• **What this task involves**:
Return every line in the items below that contains the word "feather". Case counts.

#####

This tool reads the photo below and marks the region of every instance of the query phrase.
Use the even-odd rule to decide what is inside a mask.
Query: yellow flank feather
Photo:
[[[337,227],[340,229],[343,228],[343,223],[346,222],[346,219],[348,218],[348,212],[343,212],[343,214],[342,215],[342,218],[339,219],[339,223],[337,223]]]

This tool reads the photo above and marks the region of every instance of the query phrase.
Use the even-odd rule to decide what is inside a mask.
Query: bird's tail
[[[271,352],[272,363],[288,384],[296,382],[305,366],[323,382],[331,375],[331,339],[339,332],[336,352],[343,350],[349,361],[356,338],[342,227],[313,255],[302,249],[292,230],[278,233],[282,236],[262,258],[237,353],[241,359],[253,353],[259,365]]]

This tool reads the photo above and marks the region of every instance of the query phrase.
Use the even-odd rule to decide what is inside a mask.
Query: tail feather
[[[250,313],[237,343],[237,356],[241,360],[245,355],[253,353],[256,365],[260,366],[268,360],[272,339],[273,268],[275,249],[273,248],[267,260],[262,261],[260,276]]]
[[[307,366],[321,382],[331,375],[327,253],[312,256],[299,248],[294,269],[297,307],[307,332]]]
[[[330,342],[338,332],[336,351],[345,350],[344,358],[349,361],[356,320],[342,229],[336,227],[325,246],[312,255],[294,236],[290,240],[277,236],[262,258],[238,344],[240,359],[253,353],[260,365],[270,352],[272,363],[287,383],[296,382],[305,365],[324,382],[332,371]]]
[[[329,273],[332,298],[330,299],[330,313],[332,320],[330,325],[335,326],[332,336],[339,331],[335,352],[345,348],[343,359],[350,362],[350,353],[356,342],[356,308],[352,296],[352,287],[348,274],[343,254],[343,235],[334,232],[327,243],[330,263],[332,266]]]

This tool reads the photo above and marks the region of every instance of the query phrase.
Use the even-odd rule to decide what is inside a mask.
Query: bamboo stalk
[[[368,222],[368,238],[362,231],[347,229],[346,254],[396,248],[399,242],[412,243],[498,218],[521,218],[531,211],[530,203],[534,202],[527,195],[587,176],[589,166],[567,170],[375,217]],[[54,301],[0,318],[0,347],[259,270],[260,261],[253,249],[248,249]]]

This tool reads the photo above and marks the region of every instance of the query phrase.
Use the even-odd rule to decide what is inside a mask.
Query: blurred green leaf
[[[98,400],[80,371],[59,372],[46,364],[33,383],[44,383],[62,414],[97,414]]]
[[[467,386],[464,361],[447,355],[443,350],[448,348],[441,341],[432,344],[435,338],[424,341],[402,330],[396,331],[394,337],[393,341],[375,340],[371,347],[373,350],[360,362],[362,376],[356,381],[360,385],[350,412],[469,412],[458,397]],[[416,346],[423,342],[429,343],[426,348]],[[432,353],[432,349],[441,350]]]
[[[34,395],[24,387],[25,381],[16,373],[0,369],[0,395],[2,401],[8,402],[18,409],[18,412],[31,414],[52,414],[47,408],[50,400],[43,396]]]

#####

• **Written solution**:
Query: yellow flank feather
Query: tail feather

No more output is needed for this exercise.